Исходный текст -
——
Уже в первые дни знакомства Марина Цветаева пишет стихи с посвящением Сергею Эфрону – «Бабушкин внучек», «Венера», «Контрабандисты и бандиты». Это очень несовершенные стихи, но в них образ – символ человека (или, точнее, сверхчеловека), парящего над землей. («Темнокудрый мальчуган, / Он недаром смотрит в небо!», «Он странно-дик, ему из школы / Не ждать похвального листа. / Что бедный лист, когда мечта – Конрабандисты и бандиты…».) То, что перед этими стихами стоит посвящение – «Сереже», еще, конечно, не означает тождества их намеренно романтизированного лирического героя с реальным Сергеем Эфроном. Но стихи навеяны встречей с ним. С первых дней их знакомства ему выпала редкая для мужчины роль Музы.
Проведя в Коктебеле чуть больше двух месяцев, Цветаева и Эфрон уезжают в Уфимскую губернию – лечить Сережин туберкулез кумысом… И еще, наверное, для того, чтобы быть только вдвоем, уйти от опеки Сережиных сестер, а может быть, и Макса Волошина, который, при всей своей внимательности к людям, «с Сережей за все лето слова не сказал». «Ты, так интересующуйся каждым, вдруг пропустил Сережу», – недоумевает Марина Цветаева в письме к Волошину уже после отъезда из Коктебеля. Она предполагает, что причиной тому сестры Сергея – Лиля и Вера, которые его «так же мало знают, как папа меня». Быть может, и так, а быть может – и подсознательная ревность или и то и другое вместе.
——
Исходные данные -
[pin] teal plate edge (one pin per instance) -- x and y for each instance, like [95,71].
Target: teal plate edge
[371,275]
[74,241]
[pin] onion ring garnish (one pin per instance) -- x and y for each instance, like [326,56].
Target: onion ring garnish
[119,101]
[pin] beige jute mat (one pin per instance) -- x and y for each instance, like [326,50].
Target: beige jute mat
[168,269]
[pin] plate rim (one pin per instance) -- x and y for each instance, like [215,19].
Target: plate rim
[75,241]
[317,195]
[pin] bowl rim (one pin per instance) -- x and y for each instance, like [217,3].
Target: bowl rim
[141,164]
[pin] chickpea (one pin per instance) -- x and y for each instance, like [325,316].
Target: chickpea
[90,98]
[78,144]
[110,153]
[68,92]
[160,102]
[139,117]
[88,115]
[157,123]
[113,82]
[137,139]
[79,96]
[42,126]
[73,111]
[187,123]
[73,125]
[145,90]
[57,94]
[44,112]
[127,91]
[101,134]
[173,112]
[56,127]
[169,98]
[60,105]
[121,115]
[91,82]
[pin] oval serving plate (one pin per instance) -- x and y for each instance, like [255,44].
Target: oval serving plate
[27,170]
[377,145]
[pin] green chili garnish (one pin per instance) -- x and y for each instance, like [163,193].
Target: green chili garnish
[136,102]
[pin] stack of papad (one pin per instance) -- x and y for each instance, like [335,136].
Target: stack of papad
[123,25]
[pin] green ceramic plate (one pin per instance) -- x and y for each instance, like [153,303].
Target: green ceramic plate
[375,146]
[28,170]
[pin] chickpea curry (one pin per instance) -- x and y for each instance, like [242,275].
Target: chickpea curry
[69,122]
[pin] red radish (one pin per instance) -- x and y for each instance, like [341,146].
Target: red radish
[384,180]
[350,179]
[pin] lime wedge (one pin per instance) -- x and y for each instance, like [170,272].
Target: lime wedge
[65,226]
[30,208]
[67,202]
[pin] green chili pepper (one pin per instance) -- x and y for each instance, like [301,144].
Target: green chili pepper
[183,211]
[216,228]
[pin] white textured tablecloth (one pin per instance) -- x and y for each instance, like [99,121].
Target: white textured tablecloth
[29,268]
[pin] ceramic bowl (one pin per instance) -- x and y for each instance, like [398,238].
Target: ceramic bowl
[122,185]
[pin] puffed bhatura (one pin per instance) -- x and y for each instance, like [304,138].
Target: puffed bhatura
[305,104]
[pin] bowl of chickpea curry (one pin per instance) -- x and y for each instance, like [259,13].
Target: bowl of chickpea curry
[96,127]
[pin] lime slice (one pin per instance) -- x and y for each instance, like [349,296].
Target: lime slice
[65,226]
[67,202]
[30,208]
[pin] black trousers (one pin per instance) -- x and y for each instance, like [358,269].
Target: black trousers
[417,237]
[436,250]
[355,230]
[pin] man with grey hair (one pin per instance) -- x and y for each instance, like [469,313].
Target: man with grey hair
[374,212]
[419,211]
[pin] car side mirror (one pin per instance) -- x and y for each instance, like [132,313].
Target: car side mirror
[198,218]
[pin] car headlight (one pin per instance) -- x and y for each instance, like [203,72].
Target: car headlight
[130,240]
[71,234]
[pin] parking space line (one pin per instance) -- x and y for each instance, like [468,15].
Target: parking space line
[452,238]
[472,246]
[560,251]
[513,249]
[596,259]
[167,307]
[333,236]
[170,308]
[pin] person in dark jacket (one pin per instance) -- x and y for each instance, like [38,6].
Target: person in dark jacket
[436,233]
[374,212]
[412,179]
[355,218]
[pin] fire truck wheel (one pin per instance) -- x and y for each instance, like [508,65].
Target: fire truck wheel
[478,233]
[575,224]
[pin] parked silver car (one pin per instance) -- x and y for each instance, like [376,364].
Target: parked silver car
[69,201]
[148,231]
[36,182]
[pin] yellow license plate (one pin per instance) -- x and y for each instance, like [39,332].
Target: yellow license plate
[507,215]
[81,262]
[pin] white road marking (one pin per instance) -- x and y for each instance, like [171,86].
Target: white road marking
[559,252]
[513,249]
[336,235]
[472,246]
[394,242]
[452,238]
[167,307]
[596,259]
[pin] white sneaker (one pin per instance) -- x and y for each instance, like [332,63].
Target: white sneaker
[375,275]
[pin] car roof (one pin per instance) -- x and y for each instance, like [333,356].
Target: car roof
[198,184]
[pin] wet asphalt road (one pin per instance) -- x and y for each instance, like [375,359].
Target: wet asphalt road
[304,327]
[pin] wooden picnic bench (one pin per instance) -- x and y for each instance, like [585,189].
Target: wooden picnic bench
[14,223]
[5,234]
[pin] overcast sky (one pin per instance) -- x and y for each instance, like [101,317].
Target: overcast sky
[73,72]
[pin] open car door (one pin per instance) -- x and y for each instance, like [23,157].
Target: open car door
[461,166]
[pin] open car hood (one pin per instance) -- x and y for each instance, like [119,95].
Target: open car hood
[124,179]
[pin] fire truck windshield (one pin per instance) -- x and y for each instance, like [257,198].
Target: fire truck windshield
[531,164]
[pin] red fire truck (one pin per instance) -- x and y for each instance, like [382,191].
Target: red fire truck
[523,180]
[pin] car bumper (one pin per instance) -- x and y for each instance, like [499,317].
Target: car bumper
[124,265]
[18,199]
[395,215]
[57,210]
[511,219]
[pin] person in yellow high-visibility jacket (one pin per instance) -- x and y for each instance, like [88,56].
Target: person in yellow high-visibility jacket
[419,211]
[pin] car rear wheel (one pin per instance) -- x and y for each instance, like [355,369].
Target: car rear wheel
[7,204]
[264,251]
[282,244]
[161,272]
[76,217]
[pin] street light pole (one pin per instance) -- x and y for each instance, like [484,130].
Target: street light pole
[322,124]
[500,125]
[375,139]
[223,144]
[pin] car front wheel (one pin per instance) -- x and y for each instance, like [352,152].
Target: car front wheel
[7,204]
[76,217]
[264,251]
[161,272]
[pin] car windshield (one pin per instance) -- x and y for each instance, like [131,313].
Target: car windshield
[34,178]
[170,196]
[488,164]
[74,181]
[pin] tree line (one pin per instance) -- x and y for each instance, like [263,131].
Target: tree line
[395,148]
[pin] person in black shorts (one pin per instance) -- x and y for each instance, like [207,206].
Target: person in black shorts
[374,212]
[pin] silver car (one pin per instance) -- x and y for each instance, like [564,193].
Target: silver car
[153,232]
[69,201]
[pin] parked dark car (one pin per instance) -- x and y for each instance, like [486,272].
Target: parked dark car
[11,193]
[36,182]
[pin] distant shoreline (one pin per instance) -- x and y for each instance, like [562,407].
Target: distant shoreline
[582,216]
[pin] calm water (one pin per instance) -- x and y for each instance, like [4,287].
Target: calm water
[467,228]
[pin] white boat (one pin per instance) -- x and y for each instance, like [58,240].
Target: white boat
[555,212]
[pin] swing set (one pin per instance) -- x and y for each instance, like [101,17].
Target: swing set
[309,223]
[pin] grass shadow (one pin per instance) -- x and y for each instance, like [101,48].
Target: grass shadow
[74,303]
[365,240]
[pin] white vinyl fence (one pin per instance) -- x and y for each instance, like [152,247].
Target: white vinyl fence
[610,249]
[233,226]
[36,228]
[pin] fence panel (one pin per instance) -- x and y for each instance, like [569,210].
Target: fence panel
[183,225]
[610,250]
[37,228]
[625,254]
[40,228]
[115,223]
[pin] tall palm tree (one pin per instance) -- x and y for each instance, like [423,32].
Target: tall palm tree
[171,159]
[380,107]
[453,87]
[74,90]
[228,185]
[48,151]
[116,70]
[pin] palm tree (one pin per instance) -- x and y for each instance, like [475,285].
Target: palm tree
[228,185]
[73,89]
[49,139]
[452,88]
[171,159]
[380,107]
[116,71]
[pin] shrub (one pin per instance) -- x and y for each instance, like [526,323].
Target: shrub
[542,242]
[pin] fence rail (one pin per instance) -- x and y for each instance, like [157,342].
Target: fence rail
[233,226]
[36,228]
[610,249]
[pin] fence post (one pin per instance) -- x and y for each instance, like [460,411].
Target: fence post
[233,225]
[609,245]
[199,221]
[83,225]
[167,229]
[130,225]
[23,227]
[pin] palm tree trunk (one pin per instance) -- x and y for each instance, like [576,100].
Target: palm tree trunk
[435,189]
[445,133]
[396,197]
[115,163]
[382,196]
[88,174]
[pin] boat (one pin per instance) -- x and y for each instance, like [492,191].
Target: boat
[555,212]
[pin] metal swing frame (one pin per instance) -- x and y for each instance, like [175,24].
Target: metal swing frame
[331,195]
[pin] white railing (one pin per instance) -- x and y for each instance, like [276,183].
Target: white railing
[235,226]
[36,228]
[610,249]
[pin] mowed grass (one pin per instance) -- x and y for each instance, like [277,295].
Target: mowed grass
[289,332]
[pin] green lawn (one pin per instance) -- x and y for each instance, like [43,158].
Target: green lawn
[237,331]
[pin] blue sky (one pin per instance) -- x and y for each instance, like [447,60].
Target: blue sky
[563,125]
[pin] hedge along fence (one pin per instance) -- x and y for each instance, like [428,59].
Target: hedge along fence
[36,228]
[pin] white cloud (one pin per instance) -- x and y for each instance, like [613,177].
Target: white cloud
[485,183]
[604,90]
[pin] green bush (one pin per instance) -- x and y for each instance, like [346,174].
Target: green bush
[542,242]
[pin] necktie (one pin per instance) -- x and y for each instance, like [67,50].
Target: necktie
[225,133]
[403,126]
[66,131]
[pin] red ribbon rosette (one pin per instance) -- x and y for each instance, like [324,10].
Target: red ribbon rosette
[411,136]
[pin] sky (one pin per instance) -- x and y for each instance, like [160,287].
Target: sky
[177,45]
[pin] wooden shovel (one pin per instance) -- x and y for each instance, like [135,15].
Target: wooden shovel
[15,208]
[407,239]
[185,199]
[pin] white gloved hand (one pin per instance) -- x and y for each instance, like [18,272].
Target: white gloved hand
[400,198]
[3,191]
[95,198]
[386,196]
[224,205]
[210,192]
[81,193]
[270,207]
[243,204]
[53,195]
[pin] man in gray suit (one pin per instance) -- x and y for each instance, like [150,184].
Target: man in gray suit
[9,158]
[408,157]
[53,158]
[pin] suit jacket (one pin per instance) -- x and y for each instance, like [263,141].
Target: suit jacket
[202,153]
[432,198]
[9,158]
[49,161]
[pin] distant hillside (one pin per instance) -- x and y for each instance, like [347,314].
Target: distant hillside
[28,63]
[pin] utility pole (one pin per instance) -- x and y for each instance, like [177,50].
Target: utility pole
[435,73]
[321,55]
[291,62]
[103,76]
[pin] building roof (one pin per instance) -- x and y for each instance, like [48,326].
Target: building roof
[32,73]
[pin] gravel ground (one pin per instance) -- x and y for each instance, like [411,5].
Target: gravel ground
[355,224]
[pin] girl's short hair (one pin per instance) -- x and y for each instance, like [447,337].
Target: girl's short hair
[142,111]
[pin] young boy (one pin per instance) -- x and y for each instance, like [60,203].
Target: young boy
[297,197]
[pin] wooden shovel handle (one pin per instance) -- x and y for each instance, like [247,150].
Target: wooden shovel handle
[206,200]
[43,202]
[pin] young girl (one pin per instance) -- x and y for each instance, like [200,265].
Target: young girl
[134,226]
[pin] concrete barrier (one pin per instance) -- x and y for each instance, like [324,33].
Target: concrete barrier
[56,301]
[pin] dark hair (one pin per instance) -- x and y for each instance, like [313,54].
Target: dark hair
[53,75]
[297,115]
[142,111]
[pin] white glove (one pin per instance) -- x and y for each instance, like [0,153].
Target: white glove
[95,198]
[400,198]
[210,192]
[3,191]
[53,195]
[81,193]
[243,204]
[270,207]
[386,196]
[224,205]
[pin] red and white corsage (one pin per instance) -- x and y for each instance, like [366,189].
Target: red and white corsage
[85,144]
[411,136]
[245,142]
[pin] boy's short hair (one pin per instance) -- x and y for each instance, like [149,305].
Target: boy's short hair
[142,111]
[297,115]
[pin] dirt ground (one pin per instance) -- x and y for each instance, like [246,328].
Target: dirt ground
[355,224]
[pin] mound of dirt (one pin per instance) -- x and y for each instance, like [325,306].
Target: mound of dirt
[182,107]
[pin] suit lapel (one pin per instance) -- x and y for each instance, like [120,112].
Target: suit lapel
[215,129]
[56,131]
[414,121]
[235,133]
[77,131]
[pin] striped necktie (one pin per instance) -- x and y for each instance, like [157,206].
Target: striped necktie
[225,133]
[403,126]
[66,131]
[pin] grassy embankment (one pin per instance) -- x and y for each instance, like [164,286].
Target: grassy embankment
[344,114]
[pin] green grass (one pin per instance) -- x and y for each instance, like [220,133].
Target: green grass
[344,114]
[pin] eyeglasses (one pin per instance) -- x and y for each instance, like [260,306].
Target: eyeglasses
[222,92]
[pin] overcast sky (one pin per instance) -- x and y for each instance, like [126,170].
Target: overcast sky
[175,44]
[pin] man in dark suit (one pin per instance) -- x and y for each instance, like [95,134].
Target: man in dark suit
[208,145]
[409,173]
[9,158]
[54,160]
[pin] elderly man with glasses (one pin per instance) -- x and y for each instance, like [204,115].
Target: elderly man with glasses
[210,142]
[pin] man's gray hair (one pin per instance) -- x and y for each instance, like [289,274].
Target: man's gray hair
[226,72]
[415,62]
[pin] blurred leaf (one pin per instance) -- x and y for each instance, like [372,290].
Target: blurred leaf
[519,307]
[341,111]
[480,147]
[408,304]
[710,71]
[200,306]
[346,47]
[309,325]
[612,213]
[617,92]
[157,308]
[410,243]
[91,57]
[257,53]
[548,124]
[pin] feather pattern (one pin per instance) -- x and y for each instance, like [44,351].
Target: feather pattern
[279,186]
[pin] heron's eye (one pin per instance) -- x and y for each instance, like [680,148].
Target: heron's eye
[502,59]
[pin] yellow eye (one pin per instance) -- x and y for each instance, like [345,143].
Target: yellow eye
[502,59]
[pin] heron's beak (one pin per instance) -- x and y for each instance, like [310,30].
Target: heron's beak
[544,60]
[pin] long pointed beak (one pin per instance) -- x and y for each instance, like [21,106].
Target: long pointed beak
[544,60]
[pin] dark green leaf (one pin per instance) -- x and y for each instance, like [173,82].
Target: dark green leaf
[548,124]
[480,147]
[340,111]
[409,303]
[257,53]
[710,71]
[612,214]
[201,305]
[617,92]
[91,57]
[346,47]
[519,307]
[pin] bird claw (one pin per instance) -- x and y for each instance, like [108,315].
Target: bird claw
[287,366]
——
Что сделать -
**A.** Куда и зачем уезжают Цветаева и Эфрон из Коктебеля, если верить отрывку о Цветаевой и Эфроне?
**B.** Продолжите отрывок о Цветаевой и Эфроне сразу после его последнего предложения.

Ожидаемые ответы -
**A.** В Уфимскую губернию, чтобы лечить туберкулез Сергея кумысом.

**B.**
Судя по письмам Цветаевой к сестрам Эфрона в Коктебель из Усть-Иванского завода (так назывался поселок, где остановились юные влюбленные), Марина тщательно следит за здоровьем Сергея – отпаивает его не только кумысом, но и сливками (по две бутылки в день), «пичкает» рисом (где-то прочитала, что жены султанов едят рис, чтобы потолстеть). Увы, Сережа по-прежнему худ, что немало огорчает Цветаеву. Она занимается с ним языками – ведь Сергей еще не кончил гимназии. Впрочем, так же, как и Марина. Но французским и немецким она владеет в совершенстве – в детстве с больной матерью подолгу жила в Германии, в 16 лет – в Париже, где слушала лекции по французской литературе. Она считает свое образование законченным. Ему же еще предстоит сдавать экзамены за гимназический курс.
В сентябре Цветаева и Эфрон возвращаются в Москву. Анастасия Цветаева намекает: в это время между ними еще не было близости – очень юные и целомудренные, они не решались перейти этот порог.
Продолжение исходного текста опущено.